__TASK INSTRUCTIONS__
Rewrite all of the data with "instance" swapped for "occurrence" throughout, leaving everything else unchanged. Omit the pictures from your answer.

__RECORDS PROVIDED__
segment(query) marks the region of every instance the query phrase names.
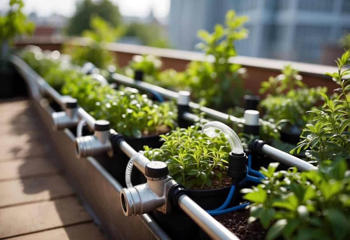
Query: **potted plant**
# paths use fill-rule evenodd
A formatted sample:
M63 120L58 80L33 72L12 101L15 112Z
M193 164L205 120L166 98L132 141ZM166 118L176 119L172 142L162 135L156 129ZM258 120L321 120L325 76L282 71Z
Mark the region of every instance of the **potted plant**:
M319 106L319 93L326 93L327 89L308 88L302 81L302 77L290 65L285 66L281 71L277 77L270 77L268 81L261 83L259 92L269 93L260 102L259 106L265 113L264 119L287 120L288 124L285 122L281 131L281 139L295 146L299 141L301 129L310 121L310 117L312 119L312 116L306 116L304 113ZM296 86L299 88L295 89Z
M110 121L111 128L123 135L136 150L142 150L144 145L147 144L153 147L160 146L159 135L174 127L176 108L172 102L158 103L149 99L146 94L122 89L116 90L108 85L101 85L91 75L84 75L78 69L64 68L59 60L38 56L42 55L25 51L23 55L24 58L42 73L42 77L49 84L55 84L57 76L64 76L58 84L52 85L62 94L77 99L79 105L96 119ZM128 159L124 154L119 157L120 164L106 158L102 158L101 161L123 184Z
M0 16L0 97L8 97L18 93L15 90L18 78L10 64L8 57L13 38L21 35L30 35L34 30L34 24L26 21L22 12L24 5L22 0L12 0L9 9L4 16ZM10 80L10 79L12 79Z
M321 110L306 125L303 140L291 151L307 150L306 156L318 169L298 172L295 168L276 171L277 163L261 172L266 178L257 187L242 190L252 203L248 223L259 220L268 228L267 239L348 239L350 236L348 162L350 156L349 79L344 67L350 50L336 61L337 72L327 73L340 87L333 99L324 93ZM272 223L273 223L270 226Z

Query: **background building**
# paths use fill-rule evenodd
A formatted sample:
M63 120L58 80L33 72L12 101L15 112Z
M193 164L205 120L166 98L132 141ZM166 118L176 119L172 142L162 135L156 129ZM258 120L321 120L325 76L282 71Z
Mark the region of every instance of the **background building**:
M350 0L172 0L172 44L195 50L197 30L212 31L230 9L250 19L240 55L319 63L326 45L350 32Z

__EXERCISE RESPONSE__
segment(query) marks the region of every occurrence the query phrase names.
Query: **potted plant**
# paths use fill-rule evenodd
A formatted sample:
M63 120L58 80L33 72L12 101L15 112Z
M193 164L205 120L166 98L132 141ZM166 118L176 119L172 142L162 135L156 129ZM258 120L321 120L325 76L282 71Z
Mark the region of every occurrence of the **potted plant**:
M319 106L319 93L326 93L327 89L308 88L302 81L302 77L290 65L285 66L281 71L277 77L270 77L268 81L261 83L259 92L269 93L260 102L259 106L265 113L264 119L287 120L288 124L285 122L281 131L281 139L295 146L299 141L301 129L310 121L310 117L312 119L312 116L306 116L304 113ZM296 86L299 88L295 89Z
M110 121L111 128L123 135L136 150L142 150L144 145L147 144L153 147L160 146L159 135L174 127L176 108L172 102L158 103L149 99L146 94L122 89L116 90L108 85L101 85L91 75L84 75L78 69L64 68L59 60L38 56L42 55L25 51L23 55L24 58L42 73L42 77L49 84L55 84L57 76L64 76L58 84L52 85L62 94L77 99L79 105L96 119ZM128 159L124 154L119 157L120 164L106 158L102 158L101 161L123 184Z
M0 16L0 97L8 97L18 93L15 90L18 78L10 64L8 57L13 38L21 35L30 35L34 30L34 24L26 21L22 12L24 5L22 0L12 0L9 9L4 16ZM10 80L10 79L12 79Z
M321 110L306 125L303 140L291 151L307 150L306 156L318 169L298 172L295 168L276 171L277 163L261 172L266 178L257 187L242 190L252 203L248 223L259 220L268 228L267 239L348 239L350 236L348 162L350 156L349 79L344 67L350 50L336 61L337 72L327 73L340 87L333 99L324 93ZM272 223L273 223L270 226Z

Query: **background building**
# paths use fill-rule evenodd
A formatted sample:
M63 120L58 80L33 72L12 101L15 112Z
M193 164L205 120L166 98L132 141ZM166 118L176 119L172 142L162 135L156 129ZM258 120L321 120L325 76L282 71Z
Mark the region of every occurrence of the **background building**:
M350 0L172 0L172 44L195 50L197 30L212 31L230 9L250 19L240 55L319 63L326 45L350 32Z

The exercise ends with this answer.